- _Task brief_
Write out the data below in full. Keep it exact.

- _Source data_
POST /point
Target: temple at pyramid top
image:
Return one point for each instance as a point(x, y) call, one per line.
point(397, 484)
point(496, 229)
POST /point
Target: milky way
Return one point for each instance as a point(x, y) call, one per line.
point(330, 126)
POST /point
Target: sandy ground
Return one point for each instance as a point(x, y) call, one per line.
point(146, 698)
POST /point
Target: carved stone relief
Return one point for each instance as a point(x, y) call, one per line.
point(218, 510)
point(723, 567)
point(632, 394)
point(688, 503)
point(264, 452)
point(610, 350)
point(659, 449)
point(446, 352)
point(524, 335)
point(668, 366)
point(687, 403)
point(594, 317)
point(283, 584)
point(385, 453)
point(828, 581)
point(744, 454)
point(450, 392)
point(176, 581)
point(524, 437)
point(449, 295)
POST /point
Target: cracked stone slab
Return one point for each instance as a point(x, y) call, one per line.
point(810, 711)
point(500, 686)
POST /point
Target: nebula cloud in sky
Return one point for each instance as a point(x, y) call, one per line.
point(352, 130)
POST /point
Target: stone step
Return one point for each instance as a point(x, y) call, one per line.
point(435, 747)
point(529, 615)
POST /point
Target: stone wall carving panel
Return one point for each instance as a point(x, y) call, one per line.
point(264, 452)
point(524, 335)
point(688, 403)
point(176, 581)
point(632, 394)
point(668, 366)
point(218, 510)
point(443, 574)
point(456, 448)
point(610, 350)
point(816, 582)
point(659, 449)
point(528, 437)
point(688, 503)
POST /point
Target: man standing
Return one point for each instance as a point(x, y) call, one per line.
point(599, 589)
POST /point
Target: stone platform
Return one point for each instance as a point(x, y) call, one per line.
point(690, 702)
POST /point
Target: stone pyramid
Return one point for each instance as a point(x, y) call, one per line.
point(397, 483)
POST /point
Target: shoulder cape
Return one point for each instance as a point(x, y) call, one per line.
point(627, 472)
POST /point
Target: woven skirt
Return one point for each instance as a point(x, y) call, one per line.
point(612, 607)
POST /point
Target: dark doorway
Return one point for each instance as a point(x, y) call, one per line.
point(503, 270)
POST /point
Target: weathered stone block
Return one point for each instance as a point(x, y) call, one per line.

- _Written answer_
POST /point
Target: temple at pyramid top
image:
Return one point for each instance as a point(x, y) call, one per line.
point(397, 484)
point(496, 229)
POST /point
Target: milky way
Return one point for each instance as a point(x, y) call, one per line.
point(330, 126)
POST /point
Target: sandy ground
Return one point for each instance as a point(x, y) call, one per line.
point(146, 698)
POST /point
Target: carved stone relief
Return one point for each instance as a point(x, y) call, one per line.
point(218, 510)
point(723, 567)
point(632, 394)
point(688, 503)
point(264, 452)
point(610, 350)
point(659, 449)
point(446, 352)
point(524, 335)
point(668, 366)
point(687, 403)
point(594, 317)
point(283, 584)
point(385, 453)
point(828, 581)
point(744, 454)
point(450, 392)
point(176, 581)
point(524, 437)
point(449, 295)
POST /point
Target: cracked stone slab
Return one point for each instance as a point(x, y) call, one per line.
point(810, 711)
point(500, 686)
POST /point
Target: nebula cloud in sky
Return one point for each instance as a point(x, y) call, one per line.
point(352, 130)
POST /point
Target: stone step
Return one point for each instance as a point(x, y) call, one per line.
point(435, 747)
point(529, 615)
POST /point
Target: stone wall carving panel
Return one point for each instance as a point(x, y) call, one per line.
point(264, 452)
point(524, 335)
point(688, 403)
point(176, 581)
point(632, 394)
point(668, 366)
point(218, 510)
point(443, 574)
point(456, 448)
point(610, 350)
point(816, 582)
point(659, 449)
point(528, 437)
point(688, 503)
POST /point
Target: man standing
Return one point for each instance as a point(x, y) call, one per line.
point(599, 589)
POST /point
Target: stone platform
Return one point for each instance as a point(x, y) call, one per line.
point(690, 702)
POST /point
Target: stone pyramid
Return one point for each instance as a point(x, y) call, one per line.
point(397, 483)
POST /point
Target: shoulder cape
Return one point for each instance as a point(x, y) call, one per line.
point(627, 472)
POST /point
Target: woven skirt
Return one point for each instance as a point(x, y) call, one per line.
point(612, 607)
POST /point
Target: dark doorway
Return one point for each instance as a point(x, y) call, one per line.
point(503, 270)
POST /point
Target: weathered stone block
Return one point for each instance as a point(x, y) call, one per line.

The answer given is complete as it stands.